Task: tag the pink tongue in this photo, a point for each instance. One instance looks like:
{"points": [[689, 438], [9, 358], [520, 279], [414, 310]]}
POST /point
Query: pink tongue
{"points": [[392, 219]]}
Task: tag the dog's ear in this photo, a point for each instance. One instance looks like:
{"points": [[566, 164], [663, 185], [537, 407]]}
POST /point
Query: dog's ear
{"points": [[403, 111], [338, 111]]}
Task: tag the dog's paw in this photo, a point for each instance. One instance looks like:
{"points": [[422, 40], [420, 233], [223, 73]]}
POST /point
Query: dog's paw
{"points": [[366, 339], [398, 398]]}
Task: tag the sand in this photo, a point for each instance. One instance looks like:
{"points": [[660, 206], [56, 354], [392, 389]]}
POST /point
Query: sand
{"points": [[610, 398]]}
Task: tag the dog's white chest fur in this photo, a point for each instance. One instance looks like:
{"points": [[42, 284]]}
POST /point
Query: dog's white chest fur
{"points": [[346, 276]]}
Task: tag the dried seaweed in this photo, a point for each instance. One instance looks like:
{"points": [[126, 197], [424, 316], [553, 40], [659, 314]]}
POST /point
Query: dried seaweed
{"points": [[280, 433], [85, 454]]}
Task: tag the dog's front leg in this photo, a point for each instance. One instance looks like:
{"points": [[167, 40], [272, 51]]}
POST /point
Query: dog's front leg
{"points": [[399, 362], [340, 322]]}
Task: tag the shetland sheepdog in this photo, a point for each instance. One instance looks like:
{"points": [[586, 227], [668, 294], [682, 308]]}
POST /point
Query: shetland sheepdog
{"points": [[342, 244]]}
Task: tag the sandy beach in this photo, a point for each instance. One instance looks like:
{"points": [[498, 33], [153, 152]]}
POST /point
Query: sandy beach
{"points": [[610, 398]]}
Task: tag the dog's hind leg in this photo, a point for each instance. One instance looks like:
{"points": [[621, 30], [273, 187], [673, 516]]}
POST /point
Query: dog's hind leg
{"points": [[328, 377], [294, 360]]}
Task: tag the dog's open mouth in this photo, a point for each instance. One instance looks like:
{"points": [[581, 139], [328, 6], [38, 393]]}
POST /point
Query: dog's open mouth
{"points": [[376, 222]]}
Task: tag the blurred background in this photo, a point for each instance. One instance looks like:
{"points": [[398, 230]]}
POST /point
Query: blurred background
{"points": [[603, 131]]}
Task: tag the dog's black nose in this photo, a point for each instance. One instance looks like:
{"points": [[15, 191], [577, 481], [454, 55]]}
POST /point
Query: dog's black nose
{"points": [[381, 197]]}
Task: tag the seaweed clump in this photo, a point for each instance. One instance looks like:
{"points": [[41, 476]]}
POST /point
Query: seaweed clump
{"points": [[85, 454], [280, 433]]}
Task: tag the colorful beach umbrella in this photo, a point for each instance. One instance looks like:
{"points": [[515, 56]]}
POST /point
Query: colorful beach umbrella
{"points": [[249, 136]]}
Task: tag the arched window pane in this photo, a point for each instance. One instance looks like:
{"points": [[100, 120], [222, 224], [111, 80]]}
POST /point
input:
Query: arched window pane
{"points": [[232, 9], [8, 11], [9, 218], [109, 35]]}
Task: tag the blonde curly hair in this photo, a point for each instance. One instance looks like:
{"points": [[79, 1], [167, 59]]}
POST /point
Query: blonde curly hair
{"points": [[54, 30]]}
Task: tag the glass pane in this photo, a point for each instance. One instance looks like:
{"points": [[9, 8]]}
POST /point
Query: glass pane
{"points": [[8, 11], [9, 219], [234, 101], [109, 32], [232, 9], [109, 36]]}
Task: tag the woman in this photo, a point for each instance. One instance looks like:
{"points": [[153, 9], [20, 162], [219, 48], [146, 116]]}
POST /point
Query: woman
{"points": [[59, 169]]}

- _Exercise requirements_
Could you restate the listing above word for word, leaving nothing out?

- _Exercise answer_
Task: tag the pink tongue in this photo, a point for each instance. One instance looks like:
{"points": [[689, 438], [9, 358], [520, 279], [414, 310]]}
POST /point
Query: pink tongue
{"points": [[392, 219]]}
Task: tag the dog's ear in this photo, a point for each instance. One instance looks like:
{"points": [[566, 164], [663, 185], [537, 407]]}
POST /point
Query: dog's ear
{"points": [[403, 111], [338, 111]]}
Task: tag the dog's paw in this photo, a point for each instance. One instance looks like:
{"points": [[422, 40], [420, 233], [223, 73]]}
POST /point
Query: dog's paw
{"points": [[366, 339], [398, 398]]}
Task: tag the sand in this photo, a point for each instance. One instance looks like:
{"points": [[660, 206], [56, 354], [392, 389]]}
POST /point
Query: sand
{"points": [[610, 398]]}
Task: tag the dog's white chest fur in this photo, a point for each instance. One instance looks like:
{"points": [[42, 284]]}
POST /point
Query: dog's white chest fur
{"points": [[346, 276]]}
Task: tag the dried seaweed in this photo, a point for each instance. One instance looks like:
{"points": [[126, 197], [424, 316], [553, 40], [659, 314]]}
POST /point
Query: dried seaweed
{"points": [[280, 433], [85, 454]]}
Task: tag the dog's front leg in this photo, a point for each instance. One instance looks like:
{"points": [[167, 40], [272, 51]]}
POST /point
Query: dog's front leg
{"points": [[399, 362], [340, 322]]}
Task: tag the shetland sheepdog in this photo, a point for each instance. One instance looks like:
{"points": [[586, 227], [668, 294], [682, 308]]}
POST /point
Query: shetland sheepdog
{"points": [[342, 244]]}
Task: tag the sandy beach in this photo, a point for each instance. One instance looks like:
{"points": [[498, 33], [153, 152]]}
POST /point
Query: sandy beach
{"points": [[610, 398]]}
Task: tag the dog's hind leg in this photo, a point for each instance. One instance looks like:
{"points": [[621, 30], [273, 187], [673, 516]]}
POST /point
Query: dog's hind leg
{"points": [[328, 377], [294, 360]]}
Task: tag the dog's open mouth in this photo, a point for each instance. One instance looks like:
{"points": [[581, 139], [328, 6], [38, 393]]}
POST /point
Query: dog's open mouth
{"points": [[376, 222]]}
Task: tag the blurred background in this photo, a point for each instance. One instance looks like:
{"points": [[398, 230]]}
POST /point
Query: blurred background
{"points": [[603, 131]]}
Task: tag the dog's black nose in this photo, a point for each instance. One instance looks like:
{"points": [[15, 191], [577, 481], [454, 55]]}
POST /point
Query: dog's black nose
{"points": [[381, 197]]}
Task: tag the seaweed clump in this photo, a point for each instance. One instance looks like:
{"points": [[41, 476]]}
POST /point
Query: seaweed clump
{"points": [[85, 454], [280, 433]]}
Task: tag the colorful beach umbrella in this photo, a point for each instance. One instance looks like:
{"points": [[515, 56]]}
POST /point
Query: colorful beach umbrella
{"points": [[249, 136]]}
Task: tag the arched window pane in this photo, a point for each instance. One instance looks like:
{"points": [[100, 120], [222, 224], [111, 80]]}
POST /point
input:
Query: arched window pane
{"points": [[232, 9], [8, 11], [9, 218], [109, 35]]}
Task: tag the blonde curly hair in this photo, a point for each instance. One instance looks like:
{"points": [[79, 1], [167, 59]]}
POST /point
Query: blonde curly hair
{"points": [[54, 30]]}
Task: tag the glass pane in this photo, a point for each instance. One instance looks like:
{"points": [[9, 8]]}
POST /point
Query: glass pane
{"points": [[8, 11], [9, 219], [234, 101], [109, 32], [232, 9], [109, 36]]}
Task: tag the woman in this photo, a point for each instance. One instance looks like:
{"points": [[153, 9], [20, 162], [219, 48], [146, 116]]}
POST /point
Query: woman
{"points": [[59, 169]]}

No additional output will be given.